■ **INSTRUCTIONS FOR THE TASK**
Nothing in the entries may be altered; copy them all exactly.
** DATA PROVIDED follows **
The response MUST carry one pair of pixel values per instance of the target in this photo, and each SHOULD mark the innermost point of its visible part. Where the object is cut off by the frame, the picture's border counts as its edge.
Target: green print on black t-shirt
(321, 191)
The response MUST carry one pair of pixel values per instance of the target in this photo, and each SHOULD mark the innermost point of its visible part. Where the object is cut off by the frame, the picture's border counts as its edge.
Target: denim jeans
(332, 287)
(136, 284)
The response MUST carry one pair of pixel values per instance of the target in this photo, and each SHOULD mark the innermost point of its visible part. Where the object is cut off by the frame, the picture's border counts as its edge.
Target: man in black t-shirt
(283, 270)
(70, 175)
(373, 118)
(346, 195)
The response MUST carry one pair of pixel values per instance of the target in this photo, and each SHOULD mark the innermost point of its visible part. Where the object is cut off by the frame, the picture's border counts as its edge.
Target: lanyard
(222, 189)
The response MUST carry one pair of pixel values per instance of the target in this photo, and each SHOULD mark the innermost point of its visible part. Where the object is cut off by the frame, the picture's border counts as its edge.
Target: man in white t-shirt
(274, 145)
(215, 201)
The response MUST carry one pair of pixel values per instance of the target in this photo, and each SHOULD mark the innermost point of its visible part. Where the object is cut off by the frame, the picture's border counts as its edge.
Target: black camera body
** End of DATA PROVIDED **
■ **TASK SOLUTION**
The response MUST carry one pair of pixel values per instance of the target in this photo, and each SHOULD mark the innermost point of its visible part. Where the object is cut off by the frame, the picture's border counts as its edge.
Target: green print on black t-shirt
(321, 191)
The response MUST carry one pair of pixel values per instance of the target in this photo, and each SHOULD mark the innermost point of its visible part. Where the object is cut off by the frame, the picture's border counts as its edge.
Target: denim jeans
(332, 287)
(136, 284)
The response MUST carry one pair of pixel values per instance of the target in this photo, and each SHOULD mark the innermost point of its visible part. Where the object is cut off by the frame, the picture's border counts as its edge.
Target: man in black t-shirt
(283, 270)
(70, 175)
(373, 118)
(346, 195)
The response MUST carry one pair of pixel values per instance of the target in this photo, and each SHOULD mark the innermost point of its visible part. Where the object is cut off by the frame, the picture's border counts as its edge.
Target: lanyard
(222, 189)
The response MUST carry one pair of pixel values per instance of the target in this photo, and each SHOULD mark the innermost point of its visible part. Where the object is cut off by the frame, the picture's border counts as its edge.
Target: man in white t-shirt
(274, 145)
(215, 201)
The response MUST carry one pair of pixel values per instance of the target in this photo, and each SHOULD mark the innermost point of its visible part. Where the object is cut off by the frame, the picture's border counts as its edge.
Target: black camera body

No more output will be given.